_TEXT SECTION_
--- START ---
BeSafe-Bench: Unveiling Behavioral Safety Risks of Situated Agents in Functional Environments

arXiv cs.AI / 3/30/2026

📰 NewsSignals & Early TrendsIdeas & Deep AnalysisModels & Research

Key Points

  • The paper introduces BeSafe-Bench (BSB), a new benchmark designed to uncover behavioral safety risks of situated agents operating in functional (high-fidelity) environments rather than low-fidelity simulations or narrow tasks.
  • BSB covers four domains—Web, Mobile, Embodied VLM, and Embodied VLA—and expands instruction sets by adding nine categories of safety-critical risks to tasks.
  • It uses a hybrid evaluation approach that combines rule-based checks with LLM-as-a-judge reasoning to assess how agents impact real environment outcomes.
  • Testing 13 popular agents shows a concerning pattern: even the best agents complete under 40% of tasks while fully satisfying safety constraints, and high task success often aligns with severe safety violations.
--- END ---
_QUESTIONS_
[1] According to the BeSafe-Bench summary, why is the pattern found when testing 13 popular agents concerning? Answer in one to three sentences.
[2] Please pick up the BeSafe-Bench summary after its final key point and continue writing it.
The items that follow were taken from a separate source.

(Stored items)
--- START ---
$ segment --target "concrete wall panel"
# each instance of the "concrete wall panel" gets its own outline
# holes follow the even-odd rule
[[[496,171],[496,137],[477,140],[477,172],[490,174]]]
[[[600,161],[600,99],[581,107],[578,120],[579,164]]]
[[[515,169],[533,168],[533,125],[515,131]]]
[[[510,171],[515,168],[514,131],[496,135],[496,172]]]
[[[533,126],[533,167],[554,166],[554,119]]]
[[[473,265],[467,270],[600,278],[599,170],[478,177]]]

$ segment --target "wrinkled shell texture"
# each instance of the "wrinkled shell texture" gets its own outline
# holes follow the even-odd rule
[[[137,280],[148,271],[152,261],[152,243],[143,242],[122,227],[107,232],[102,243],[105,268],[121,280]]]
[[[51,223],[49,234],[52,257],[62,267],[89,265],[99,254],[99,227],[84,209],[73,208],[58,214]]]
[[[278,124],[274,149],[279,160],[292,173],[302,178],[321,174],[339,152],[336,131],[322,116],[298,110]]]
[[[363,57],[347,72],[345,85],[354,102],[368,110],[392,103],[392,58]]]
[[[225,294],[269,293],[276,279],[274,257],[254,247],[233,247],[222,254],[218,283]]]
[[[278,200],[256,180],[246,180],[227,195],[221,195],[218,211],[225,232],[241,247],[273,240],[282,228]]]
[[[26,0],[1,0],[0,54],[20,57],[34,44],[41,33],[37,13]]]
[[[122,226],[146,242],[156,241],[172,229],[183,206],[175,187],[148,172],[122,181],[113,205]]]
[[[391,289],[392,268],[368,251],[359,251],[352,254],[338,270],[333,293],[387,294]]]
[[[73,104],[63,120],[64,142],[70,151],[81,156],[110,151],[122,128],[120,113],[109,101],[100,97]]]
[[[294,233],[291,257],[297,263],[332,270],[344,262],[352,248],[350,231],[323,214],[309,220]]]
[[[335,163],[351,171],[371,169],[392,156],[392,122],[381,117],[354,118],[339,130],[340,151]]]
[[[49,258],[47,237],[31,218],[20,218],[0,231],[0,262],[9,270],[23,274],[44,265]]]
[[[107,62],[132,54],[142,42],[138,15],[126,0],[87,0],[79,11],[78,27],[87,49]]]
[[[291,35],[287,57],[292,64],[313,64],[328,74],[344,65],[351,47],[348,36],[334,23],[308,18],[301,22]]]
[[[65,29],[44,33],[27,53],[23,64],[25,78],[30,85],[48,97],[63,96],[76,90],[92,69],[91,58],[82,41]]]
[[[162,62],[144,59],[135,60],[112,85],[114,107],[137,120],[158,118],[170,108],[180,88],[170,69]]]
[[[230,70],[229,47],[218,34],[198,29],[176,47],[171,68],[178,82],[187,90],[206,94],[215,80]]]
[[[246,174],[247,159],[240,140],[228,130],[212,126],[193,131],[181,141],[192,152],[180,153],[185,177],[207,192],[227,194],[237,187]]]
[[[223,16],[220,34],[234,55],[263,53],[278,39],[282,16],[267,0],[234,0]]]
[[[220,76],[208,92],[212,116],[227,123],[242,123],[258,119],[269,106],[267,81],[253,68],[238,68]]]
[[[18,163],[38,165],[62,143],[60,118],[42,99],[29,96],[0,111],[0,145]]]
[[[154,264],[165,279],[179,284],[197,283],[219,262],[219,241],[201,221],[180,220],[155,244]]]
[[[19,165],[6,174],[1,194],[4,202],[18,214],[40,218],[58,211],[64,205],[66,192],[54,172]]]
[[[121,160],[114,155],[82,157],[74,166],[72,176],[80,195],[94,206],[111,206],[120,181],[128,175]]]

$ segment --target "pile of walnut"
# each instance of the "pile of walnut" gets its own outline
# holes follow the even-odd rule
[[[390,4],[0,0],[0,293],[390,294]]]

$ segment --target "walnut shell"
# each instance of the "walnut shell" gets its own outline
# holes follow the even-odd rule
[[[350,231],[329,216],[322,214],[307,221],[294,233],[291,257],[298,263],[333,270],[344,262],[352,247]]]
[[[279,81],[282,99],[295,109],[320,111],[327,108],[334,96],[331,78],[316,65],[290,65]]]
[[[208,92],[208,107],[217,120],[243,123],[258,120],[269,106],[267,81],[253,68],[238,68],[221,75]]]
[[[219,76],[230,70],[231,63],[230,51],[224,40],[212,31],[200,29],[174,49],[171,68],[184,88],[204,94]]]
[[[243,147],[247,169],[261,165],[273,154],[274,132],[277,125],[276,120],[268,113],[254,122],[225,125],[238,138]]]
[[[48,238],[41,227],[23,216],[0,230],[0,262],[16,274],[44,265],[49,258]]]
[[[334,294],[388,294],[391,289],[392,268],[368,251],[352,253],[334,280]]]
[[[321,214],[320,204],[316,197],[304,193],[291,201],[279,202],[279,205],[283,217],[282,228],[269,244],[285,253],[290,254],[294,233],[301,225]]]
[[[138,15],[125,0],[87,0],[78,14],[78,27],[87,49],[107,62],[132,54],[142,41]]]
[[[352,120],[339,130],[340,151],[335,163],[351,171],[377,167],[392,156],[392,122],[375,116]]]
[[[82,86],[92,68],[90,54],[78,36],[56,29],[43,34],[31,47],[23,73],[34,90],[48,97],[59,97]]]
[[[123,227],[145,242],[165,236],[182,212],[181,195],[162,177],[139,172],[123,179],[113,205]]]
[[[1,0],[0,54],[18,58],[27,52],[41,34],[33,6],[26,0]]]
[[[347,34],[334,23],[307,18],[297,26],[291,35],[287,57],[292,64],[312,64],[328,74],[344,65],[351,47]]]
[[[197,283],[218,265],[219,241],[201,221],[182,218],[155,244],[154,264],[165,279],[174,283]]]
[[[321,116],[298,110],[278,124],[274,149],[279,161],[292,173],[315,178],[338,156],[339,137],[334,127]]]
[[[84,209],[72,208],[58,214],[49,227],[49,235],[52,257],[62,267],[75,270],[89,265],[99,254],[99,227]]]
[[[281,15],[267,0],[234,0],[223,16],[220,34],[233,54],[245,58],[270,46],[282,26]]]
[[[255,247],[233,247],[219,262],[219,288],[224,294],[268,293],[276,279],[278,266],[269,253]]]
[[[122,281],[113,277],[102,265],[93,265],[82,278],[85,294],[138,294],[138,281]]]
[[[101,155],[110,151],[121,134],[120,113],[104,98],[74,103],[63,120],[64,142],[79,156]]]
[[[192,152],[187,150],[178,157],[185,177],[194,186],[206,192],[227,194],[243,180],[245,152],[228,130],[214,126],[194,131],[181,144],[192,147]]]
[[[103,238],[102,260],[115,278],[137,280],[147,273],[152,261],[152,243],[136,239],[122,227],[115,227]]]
--- END ---
_OUTPUTS FOR THE TASKS_
[1] Even the best agents complete under 40% of tasks while fully satisfying safety constraints. High task success also often aligns with severe safety violations.

[2]
Abstract

The rapid evolution of Large Multimodal Models (LMMs) has enabled agents to perform complex digital and physical tasks, yet their deployment as autonomous decision-makers introduces substantial unintentional behavioral safety risks. However, the absence of a comprehensive safety benchmark remains a major bottleneck, as existing evaluations rely on low-fidelity environments, simulated APIs, or narrowly scoped tasks. To address this gap, we present BeSafe-Bench (BSB), a benchmark for exposing behavioral safety risks of situated agents in functional environments, covering four representative domains: Web, Mobile, Embodied VLM, and Embodied VLA. Using functional environments, we construct a diverse instruction space by augmenting tasks with nine categories of safety-critical risks, and adopt a hybrid evaluation framework that combines rule-based checks with LLM-as-a-judge reasoning to assess real environmental impacts. Evaluating 13 popular agents reveals a concerning trend: even the best-performing agent completes fewer than 40% of tasks while fully adhering to safety constraints, and strong task performance frequently coincides with severe safety violations. These findings underscore the urgent need for improved safety alignment before deploying agentic systems in real-world settings.